__Travail demandé__.
A: D'après le compte rendu sur Sotos, à quelle phase de la corrida la troisième partie du roman correspond-elle, et comment se termine-t-elle ?
B: Poursuivez le compte rendu sur Sotos à partir de son dernier paragraphe.

------ Extrait étudié ------

J'ai fait l'acquisition de Sotos à sa sortie en 1993 parce que j'ai été appâtée par la quatrième de couverture, particulièrement bien tournée et alors que je n'avais encore rien lu de l'auteur et je n'ai pas été déçue !
Comme dans beaucoup de romans de Djian (lus depuis), la localisation géographique est improbable et propice aux spéculations de l'imagination, mais elle fait référence au monde hispanique.
Trois hommes s'y affrontent : Victor Sarramanga, le patriarche omnipotent, autoritaire, pugnace et manipulateur, mais aussi passionné de tauromachie ; Mani son petit-fils qui sort de
l'adolescence et accomplit là un véritable parcours initiatique, partagé entre la soumission et les tentatives de rébellion envers son grand-père ; et enfin le mystérieux Vito, nouveau
beau-père de Mani, qui le considère comme «une nouvelle friandise que s'offre (sa) mère » et nouveau gendre de Sarramanga, lequel lui voue une haine tenace liée à un passé vieux de
vingt ans.
Les trois parties du roman s'articulent (dans le désordre pour les besoins de la narration) comme les différentes phases d'une corrida. Toutes s'achèvent par un épisode d'extrême violence : la première (intitulée second tercio) se conclut par une pose pour le moins inhabituelle de banderillas de fuego au cours du très select Bal des Sotos ; dans la partie centrale (premier tercio) on voit un des protagonistes perdre ...une oreille ( !!!) ; et le troisième tercio, dans une chaleur d'enfer, se clôt classiquement par l'estocade.

------ Données présentées ------

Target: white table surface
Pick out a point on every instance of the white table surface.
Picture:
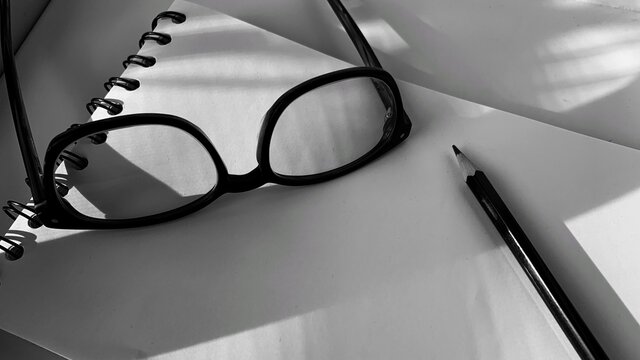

------

__Corrigé de l'exercice__.
A: Elle correspond au troisième tercio et se clôt classiquement par l'estocade.

B:
Cette violence contraste efficacement avec la futilité de la société friquée (d'une «écœurante facticité » comme dit Mani au sujet de son amitié pour Vincent). Ceux qui en sont exclus cherchent à s'y faire admettre mais ils n'y sont tolérés que pour les services rendus et s'y engluent si bien que lorsqu'ils cherchent à secouer le joug, ils se retrouvent tous, sauf un, scotchés sous l'emprise de Sarramanga. Quant aux personnages féminins (« complètement siphonnées » résume Mani à propos de sa mère et de sa sœur) ils sont cantonnés dans des rôles de séduction, mais bon ! il n'existe pas beaucoup de « toreras » ...
L'usage du JE (celui de Mani dans la première et dans la dernière partie) met adroitement en évidence le rôle central du jeune homme et le roman est servi par un style alerte,
nerveux, particulièrement adapté aux dialogues. On y trouve bien sûr les scènes d'érotisme torride (mais le climat s'y prête !) et les tics qui sont la marque de fabrique de Djian comme les
curiosités lexicales et l'utilisation fautive (votive ?) du « malgré que » (curieusement absente -sauf erreur- dans Impardonnables mais très présente dans sa série déjantée Doggy Bag). Comme la corrida, on
aime ou on déteste . Moi, je suis sortie enthousiaste de ces arènes et suis devenue une « aficionada » de cet auteur.
Sotos (Philippe Djian Gallimard, 1993 réédité en Folio n° 2798)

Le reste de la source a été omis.